### TEXT EXCERPT
+---+

Proposal: Squeak-E = Squeak x Kernel-E

Robert Withers rwithers12 at attbi.com
Tue Jan 28 14:05:22 UTC 2003


On Tuesday, January 28, 2003, at 03:36 AM, cg at cdegroot.com wrote:

> Robert Withers <squeak-dev at lists.squeakfoundation.org> said:
>> Actually, let's define Array first.  ;-)
>>
> Good idea.

I had thought so, but...   :)

>
>> Array is the name for a object of class Class.  Global refers to the
>> visibility of that named binding inside of the parser and stack.   The
>> key is that it is the naming system, within Smalltalk.
>>
> In fact, Array is two names: the 'intrinsic' name of the class, and the
> name for a binding to find the class. We're interested in the latter 
> bit
> here.

Right on.  As an aside, how is the first distinction useful?

>
>> A compiler's access to names should be scoped to the context it
>> operates in.  That context is the Class instance, and it's
>> superclasses.    An import of name scopes is the typical way that a
>> class can get to other names.
>>
> Why the compiler?

I had it going so nicely and then I mentioned the compiler.  Darn it.  
Let's replace 'compiler' with object, as you say.

> With the whole, err, 'war' on dynamic scoping raging on
> in the other thread between Stephen and Avi ;), I think there's enough
> complexity already. Can we leave out the compiler for now?

+---+

### GIVEN ENTRIES

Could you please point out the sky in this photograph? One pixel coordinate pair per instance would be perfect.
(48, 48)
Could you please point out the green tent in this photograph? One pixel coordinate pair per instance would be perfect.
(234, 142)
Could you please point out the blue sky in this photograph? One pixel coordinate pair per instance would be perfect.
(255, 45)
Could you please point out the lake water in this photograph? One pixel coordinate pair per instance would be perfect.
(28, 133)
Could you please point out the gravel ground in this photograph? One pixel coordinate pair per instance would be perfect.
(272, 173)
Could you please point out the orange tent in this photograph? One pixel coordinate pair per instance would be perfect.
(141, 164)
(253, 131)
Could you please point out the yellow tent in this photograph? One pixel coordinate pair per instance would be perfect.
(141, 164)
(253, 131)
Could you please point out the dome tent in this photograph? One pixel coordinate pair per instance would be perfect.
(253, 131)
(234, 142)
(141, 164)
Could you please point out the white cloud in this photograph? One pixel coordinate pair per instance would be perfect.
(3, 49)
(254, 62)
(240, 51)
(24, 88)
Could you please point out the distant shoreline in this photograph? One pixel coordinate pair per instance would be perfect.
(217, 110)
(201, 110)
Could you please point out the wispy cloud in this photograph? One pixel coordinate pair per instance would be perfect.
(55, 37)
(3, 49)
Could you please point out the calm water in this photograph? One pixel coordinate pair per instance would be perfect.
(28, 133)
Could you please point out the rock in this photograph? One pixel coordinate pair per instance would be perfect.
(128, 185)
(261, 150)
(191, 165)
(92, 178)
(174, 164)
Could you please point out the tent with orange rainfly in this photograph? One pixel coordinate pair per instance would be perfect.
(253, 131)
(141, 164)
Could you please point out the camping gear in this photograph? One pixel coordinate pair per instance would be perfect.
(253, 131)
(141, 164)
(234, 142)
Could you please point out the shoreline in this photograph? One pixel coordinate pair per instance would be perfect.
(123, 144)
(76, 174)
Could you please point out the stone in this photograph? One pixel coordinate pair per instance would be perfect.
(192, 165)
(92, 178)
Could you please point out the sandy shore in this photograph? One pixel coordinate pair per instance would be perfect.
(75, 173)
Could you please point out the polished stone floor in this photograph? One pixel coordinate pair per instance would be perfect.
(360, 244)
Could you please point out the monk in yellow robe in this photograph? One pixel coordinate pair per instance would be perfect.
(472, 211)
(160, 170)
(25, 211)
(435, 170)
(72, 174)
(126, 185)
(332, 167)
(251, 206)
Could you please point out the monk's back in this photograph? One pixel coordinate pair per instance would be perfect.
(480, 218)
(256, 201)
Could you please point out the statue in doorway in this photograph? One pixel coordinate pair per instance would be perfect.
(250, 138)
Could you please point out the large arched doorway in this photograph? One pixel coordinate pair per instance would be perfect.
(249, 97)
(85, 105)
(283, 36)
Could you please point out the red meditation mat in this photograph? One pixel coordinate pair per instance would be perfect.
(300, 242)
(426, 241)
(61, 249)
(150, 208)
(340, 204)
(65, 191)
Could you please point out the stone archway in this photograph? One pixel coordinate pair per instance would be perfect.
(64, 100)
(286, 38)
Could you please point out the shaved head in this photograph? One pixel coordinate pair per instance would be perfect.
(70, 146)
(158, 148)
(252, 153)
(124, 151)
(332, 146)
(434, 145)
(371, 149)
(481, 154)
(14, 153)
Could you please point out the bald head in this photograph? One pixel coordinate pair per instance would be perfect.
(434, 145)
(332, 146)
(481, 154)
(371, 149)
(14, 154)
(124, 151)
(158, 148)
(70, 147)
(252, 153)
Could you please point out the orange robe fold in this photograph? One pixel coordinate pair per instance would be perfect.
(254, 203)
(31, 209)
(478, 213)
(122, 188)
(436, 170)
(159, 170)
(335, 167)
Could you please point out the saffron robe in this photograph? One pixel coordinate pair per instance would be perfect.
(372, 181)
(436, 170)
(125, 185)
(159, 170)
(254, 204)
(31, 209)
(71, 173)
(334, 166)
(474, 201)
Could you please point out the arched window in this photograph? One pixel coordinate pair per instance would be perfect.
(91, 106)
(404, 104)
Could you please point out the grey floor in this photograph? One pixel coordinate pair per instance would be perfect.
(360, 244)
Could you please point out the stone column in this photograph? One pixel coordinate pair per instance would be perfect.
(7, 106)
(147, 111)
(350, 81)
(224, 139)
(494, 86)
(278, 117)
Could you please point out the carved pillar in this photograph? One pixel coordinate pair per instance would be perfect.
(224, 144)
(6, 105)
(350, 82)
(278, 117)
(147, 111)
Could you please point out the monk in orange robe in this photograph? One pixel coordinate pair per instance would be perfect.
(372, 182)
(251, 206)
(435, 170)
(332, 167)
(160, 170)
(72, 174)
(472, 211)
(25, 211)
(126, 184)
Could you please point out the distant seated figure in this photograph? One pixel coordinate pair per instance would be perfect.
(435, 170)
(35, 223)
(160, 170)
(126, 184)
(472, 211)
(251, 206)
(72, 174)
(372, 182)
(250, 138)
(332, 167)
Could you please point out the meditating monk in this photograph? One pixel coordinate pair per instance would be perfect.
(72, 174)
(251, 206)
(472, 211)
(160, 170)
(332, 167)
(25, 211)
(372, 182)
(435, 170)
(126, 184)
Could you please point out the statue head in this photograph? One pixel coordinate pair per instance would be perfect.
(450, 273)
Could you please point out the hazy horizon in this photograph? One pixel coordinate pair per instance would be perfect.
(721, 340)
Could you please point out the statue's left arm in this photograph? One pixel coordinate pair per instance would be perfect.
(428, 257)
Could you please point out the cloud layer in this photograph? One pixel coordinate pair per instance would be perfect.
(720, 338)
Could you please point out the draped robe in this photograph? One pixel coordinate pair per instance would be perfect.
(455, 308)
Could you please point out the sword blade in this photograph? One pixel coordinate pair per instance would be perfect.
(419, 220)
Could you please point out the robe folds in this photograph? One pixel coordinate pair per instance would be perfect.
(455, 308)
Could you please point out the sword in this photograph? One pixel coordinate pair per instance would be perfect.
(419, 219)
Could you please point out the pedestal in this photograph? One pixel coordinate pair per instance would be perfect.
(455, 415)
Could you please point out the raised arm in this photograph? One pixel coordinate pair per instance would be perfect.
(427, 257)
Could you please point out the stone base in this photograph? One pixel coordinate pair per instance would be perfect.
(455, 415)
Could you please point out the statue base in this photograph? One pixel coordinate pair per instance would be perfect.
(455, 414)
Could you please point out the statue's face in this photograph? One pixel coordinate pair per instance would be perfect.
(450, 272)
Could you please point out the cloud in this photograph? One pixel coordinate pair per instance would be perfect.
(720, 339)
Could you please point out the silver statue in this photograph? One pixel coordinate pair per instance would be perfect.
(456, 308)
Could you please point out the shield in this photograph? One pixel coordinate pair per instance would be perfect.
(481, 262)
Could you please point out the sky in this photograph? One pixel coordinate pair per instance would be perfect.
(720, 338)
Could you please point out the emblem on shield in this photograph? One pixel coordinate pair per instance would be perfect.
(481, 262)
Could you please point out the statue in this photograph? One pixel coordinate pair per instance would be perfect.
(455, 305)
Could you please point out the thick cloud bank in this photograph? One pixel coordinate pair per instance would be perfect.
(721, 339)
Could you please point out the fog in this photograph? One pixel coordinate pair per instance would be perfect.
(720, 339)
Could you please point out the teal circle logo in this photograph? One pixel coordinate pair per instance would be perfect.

+---+

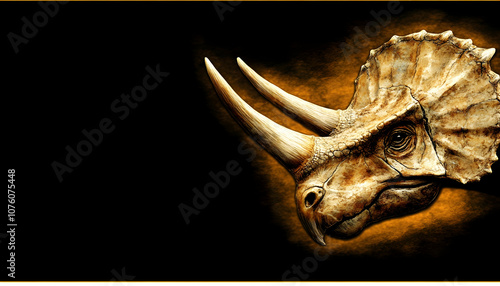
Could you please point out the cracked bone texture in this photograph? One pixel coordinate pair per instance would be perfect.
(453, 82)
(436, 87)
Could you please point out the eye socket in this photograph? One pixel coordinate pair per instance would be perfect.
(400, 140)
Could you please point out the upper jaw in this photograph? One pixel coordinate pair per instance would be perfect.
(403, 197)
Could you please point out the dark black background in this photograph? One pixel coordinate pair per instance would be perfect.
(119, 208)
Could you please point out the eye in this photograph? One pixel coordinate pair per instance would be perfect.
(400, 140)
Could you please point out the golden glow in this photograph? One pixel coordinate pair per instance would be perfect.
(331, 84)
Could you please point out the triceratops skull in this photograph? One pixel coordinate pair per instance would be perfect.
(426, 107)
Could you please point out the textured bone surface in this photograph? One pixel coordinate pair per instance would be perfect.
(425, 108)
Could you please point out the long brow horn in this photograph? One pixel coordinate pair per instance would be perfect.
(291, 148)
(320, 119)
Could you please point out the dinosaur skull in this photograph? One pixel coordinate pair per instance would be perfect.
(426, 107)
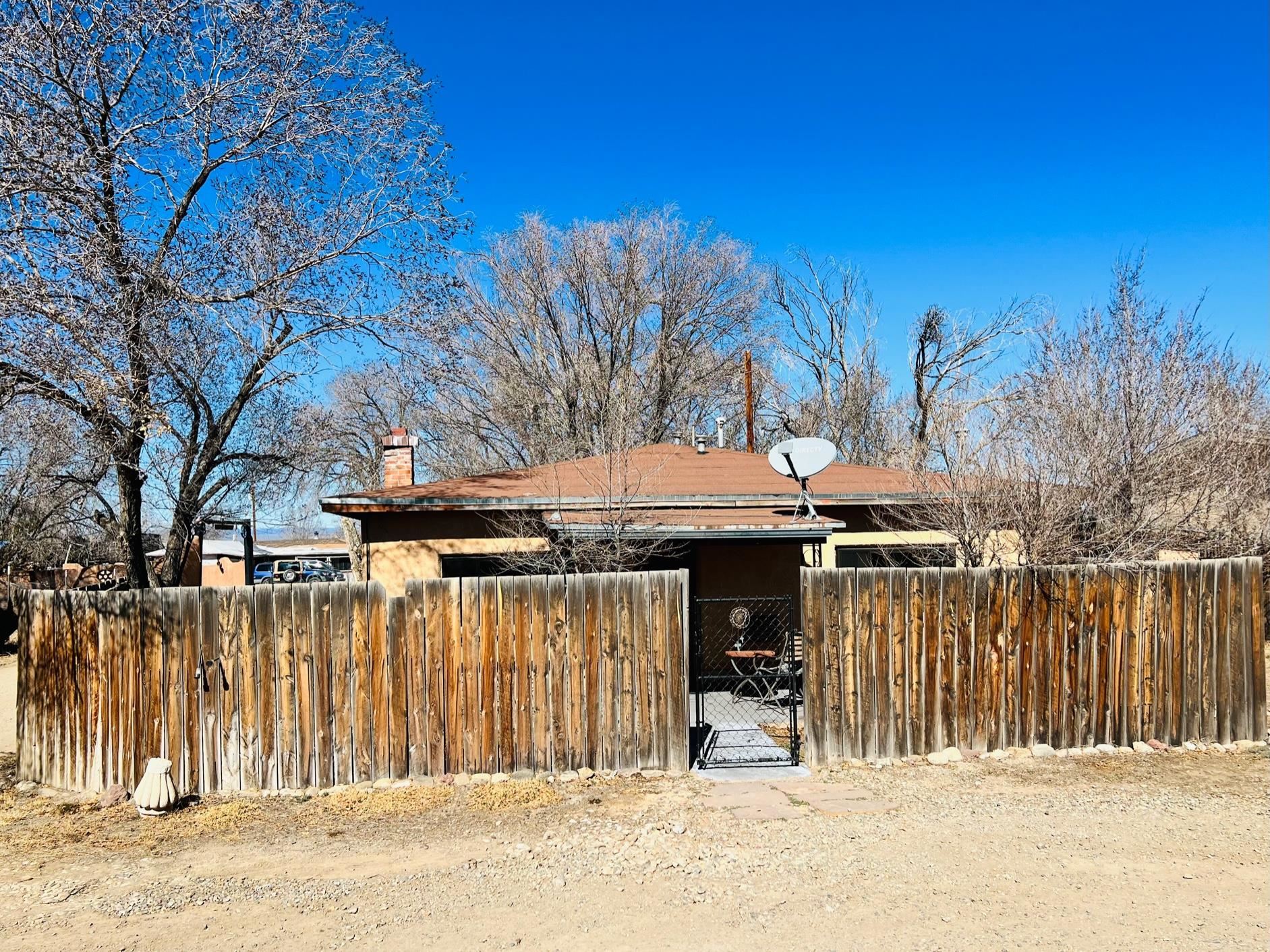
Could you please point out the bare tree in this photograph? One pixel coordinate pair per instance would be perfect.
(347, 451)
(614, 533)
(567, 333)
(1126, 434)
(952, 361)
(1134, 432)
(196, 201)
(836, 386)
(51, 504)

+---+

### SET TASK 1
Could you reproduce the part of the Squeak-E proposal post that opens with the words containing "Let's replace 'compiler'" and closes with "compiler for now?"?
### SET TASK 2
Will you resume the Squeak-E proposal post, picking up right after its last line?

### RESPONSE 1
Let's replace 'compiler' with object, as you say.

> With the whole, err, 'war' on dynamic scoping raging on
> in the other thread between Stephen and Avi ;), I think there's enough
> complexity already. Can we leave out the compiler for now?

### RESPONSE 2
We can.  There is no static typing we want to do, so any deferred 
discussion of the compiler would involve generation of primitive 
methods.

> AFAIK,
> external (class) references are stored in compiled method in a form 
> that
> makes late binding possible, so - again AFAIK - we can play every trick
> we want.

We should find out how this binding is represented and resolved.  It's 
a bunch of new terminology...

>
> What I really want to concentrate on is what is the best way of scope
> for a Squeak with the capabilities of E (pun intended):
> 1. Global (Squeak)
> 2. Per process (Stephen)
> 3. Stack visibility (Avi)
> 4. Per object
> 5. Static

Nice!

>
> 4. is an alternative where the sender contains the scope. I'm not sure
> it is useful, I'm just trying to make a complete list of alternatives
> here. Seems a bit mundane compared with the high-flying discussions
> we've been seeing here on the list, but somehow I feel that the best
> approach here is strip terminology, list alternatives, and make a 
> choice
> ;-)

I had to think about this a little bit, and reassure myself that it is 
the sender that contains the scope.   In fact it is the class, or the 
meta, of the sender, which determines the scope, is it not?

There we are:  meta scope!  ;-)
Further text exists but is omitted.